Texto da página:
###

Nesse debate sobre Constitucionalismo e Estado Democrático de Direito, eu diria que minha fala é mais sobre Constitucionalismo e Democracia. A pergunta que eu trago para discutir é "o que é que uma Constituição constitui" e trago como resposta que uma Constituição constitui uma organização política. Essa resposta vai ser desenvolvida a partir de três autores que eu tenho trabalhado nas minhas salas de aula e pesquisas, que são Habermas, na obra Direito e Democracia, Rosenfeld, na obra Identidade do Sujeito Constitucional e Dworkin, na obra O Império do Direito.


Mas tem um autor, antes de começar sobre os demais, que tem me encantado muito, Peter Häberle, em uma obra chamada Constitucionalismo e Poesia. Como eu estou em uma fase de acreditar que o afeto é político, com isso eu gostaria de começar falando a partir dessa referência, Constitucionalismo e Poesia, pensando que o Constitucionalismo, nos dizeres do Häberle, é a melhor estética que temos de nós mesmos. E considero isso fantástico, pensar o Constitucionalismo a partir do que nós sentimos e do que nós doamos uns para os outros. Nesse sentido ainda, seria Constitucionalismo e Amor. Ligando com esse ponto de partida, em uma fala, Dworkin, que não se esforça muito para definir Direito em Império do Direito, diz que o Direito é a melhor narrativa que fazemos de nós.

###

Registros:
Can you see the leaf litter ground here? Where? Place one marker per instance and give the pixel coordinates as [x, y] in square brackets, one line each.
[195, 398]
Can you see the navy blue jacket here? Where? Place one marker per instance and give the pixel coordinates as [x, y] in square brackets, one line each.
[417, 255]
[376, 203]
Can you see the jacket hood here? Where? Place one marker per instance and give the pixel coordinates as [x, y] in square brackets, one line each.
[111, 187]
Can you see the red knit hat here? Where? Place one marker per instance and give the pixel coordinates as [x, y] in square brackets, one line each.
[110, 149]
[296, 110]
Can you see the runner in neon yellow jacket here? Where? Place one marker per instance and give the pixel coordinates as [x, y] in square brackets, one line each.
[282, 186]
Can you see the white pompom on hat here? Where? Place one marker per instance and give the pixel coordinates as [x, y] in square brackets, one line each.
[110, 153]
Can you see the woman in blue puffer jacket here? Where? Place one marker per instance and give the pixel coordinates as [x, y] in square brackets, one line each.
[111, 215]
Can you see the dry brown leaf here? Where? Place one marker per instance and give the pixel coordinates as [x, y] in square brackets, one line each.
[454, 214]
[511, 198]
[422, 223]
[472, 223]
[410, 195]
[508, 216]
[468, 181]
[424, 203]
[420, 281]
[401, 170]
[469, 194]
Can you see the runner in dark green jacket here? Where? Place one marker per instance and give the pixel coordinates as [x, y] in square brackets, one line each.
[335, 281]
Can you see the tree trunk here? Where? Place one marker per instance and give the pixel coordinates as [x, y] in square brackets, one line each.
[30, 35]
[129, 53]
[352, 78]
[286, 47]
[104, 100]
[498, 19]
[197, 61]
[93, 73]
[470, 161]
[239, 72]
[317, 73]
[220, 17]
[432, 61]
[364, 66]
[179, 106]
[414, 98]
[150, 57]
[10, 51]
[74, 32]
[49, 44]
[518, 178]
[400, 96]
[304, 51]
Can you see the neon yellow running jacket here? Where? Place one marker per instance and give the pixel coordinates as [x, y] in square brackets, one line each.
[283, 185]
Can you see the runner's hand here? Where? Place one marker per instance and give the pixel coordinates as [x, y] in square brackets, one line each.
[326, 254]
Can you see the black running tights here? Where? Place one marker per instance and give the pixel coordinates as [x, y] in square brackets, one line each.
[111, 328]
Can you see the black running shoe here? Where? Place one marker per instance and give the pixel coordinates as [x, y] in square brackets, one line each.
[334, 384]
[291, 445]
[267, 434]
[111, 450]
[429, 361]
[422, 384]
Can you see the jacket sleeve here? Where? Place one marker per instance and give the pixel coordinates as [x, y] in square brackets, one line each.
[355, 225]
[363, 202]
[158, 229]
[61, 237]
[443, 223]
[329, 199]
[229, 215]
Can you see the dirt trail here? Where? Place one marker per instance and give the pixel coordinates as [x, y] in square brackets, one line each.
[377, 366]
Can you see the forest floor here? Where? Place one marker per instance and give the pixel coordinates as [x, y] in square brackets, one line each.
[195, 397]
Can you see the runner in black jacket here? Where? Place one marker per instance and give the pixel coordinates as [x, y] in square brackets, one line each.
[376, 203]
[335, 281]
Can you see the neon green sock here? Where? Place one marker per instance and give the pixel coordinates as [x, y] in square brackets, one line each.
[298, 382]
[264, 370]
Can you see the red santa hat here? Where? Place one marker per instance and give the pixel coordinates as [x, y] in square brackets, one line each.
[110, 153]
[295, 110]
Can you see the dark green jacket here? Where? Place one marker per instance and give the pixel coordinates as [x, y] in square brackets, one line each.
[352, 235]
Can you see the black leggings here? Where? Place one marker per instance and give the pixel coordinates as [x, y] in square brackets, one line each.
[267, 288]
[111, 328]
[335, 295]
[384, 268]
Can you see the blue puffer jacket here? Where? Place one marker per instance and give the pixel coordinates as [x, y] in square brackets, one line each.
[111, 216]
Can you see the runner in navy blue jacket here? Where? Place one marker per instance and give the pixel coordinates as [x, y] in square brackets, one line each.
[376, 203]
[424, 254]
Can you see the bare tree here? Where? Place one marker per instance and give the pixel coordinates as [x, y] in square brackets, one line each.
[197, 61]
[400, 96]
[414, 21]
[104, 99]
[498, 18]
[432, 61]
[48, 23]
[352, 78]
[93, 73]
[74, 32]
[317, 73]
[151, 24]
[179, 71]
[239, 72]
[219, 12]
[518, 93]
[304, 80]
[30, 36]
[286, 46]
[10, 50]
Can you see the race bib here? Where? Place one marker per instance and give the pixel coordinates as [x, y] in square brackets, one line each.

###

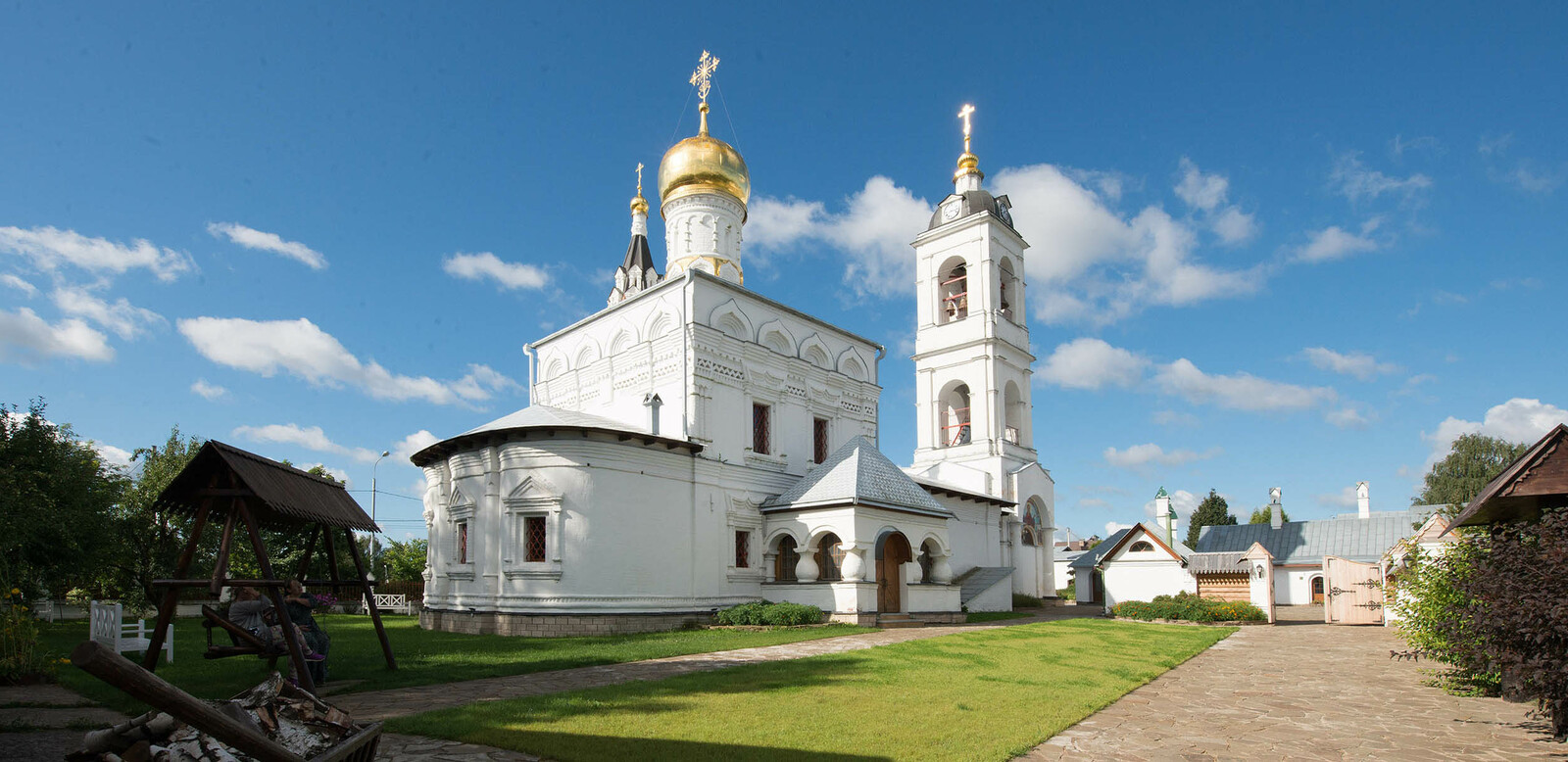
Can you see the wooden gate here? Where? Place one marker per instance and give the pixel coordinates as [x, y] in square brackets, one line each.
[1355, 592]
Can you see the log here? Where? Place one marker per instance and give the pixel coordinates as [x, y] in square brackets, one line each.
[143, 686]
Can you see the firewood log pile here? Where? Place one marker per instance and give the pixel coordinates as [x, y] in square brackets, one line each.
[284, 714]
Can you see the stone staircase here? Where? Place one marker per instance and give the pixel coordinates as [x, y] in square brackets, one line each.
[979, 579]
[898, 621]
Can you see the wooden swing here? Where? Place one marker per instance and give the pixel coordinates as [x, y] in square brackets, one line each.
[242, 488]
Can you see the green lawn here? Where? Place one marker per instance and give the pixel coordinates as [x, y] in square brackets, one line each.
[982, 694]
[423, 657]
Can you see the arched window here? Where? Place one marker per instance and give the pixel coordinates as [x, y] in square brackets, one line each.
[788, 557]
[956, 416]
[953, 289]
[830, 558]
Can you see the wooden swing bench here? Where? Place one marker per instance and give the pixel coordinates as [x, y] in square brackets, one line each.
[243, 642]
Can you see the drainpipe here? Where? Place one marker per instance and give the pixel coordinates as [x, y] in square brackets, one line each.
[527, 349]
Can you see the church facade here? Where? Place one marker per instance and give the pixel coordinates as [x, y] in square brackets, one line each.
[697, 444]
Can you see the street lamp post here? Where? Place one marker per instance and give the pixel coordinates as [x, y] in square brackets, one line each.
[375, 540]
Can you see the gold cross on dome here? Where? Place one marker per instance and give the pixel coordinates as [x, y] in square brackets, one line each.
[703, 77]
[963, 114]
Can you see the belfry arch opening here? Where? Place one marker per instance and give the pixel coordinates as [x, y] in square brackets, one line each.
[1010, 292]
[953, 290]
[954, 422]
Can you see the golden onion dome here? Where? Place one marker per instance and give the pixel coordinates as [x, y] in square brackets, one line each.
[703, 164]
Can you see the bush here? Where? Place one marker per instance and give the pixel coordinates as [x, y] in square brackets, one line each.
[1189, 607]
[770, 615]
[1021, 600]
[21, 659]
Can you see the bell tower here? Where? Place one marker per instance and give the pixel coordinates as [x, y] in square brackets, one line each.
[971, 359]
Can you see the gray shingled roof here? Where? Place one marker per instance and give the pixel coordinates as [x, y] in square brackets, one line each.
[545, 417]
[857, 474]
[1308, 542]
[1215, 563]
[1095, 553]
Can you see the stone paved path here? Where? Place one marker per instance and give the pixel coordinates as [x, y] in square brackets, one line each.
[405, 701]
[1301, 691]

###

Exercício breve A:
Traduza para o inglês esta frase do texto sobre Constitucionalismo e Democracia: "E considero isso fantástico, pensar o Constitucionalismo a partir do que nós sentimos e do que nós doamos uns para os outros."
Exercício breve B:
Retome o texto sobre Constitucionalismo e Democracia logo após a última frase apresentada.

Resposta do exercício A:
And I find this fantastic: to think about Constitutionalism based on what we feel and what we give to one another.

Resposta do exercício B:
São essas ideias que têm me feito pensar muito e, é claro que é uma utopia, mas precisamos mesmo é de boas utopias para nos guiarem pela vida. Se estou partindo de que o Constitucionalismo é o que organiza um grupo político, então a primeira coisa que eu levo em conta, pensando em uma abordagem que o Durkheim faz olhando para os animais, em que ele faz uma referência às abelhas e às formigas, ao quanto a gente observa as formigas e as abelhas para fazer a divisão do trabalho, eu penso aqui em outros animais, no que eles fazem para organizar o seu grupo político, que são os gambás. Gambá, como também fazem os cachorros, usam uma estratégia de criar uma territorialização pela urina, uma demarcação do território. Eu diria que a territorialização é o pontapé inicial para organizar um grupo, e se organiza esse grupo com definição territorial, feita a partir dos elementos que possam demarcar e chamar atenção que ali reside um povo e não um outro povo. Por isso, então, o gambá urina, porque é a urina quem vai dizer que ele é quem está naquele território.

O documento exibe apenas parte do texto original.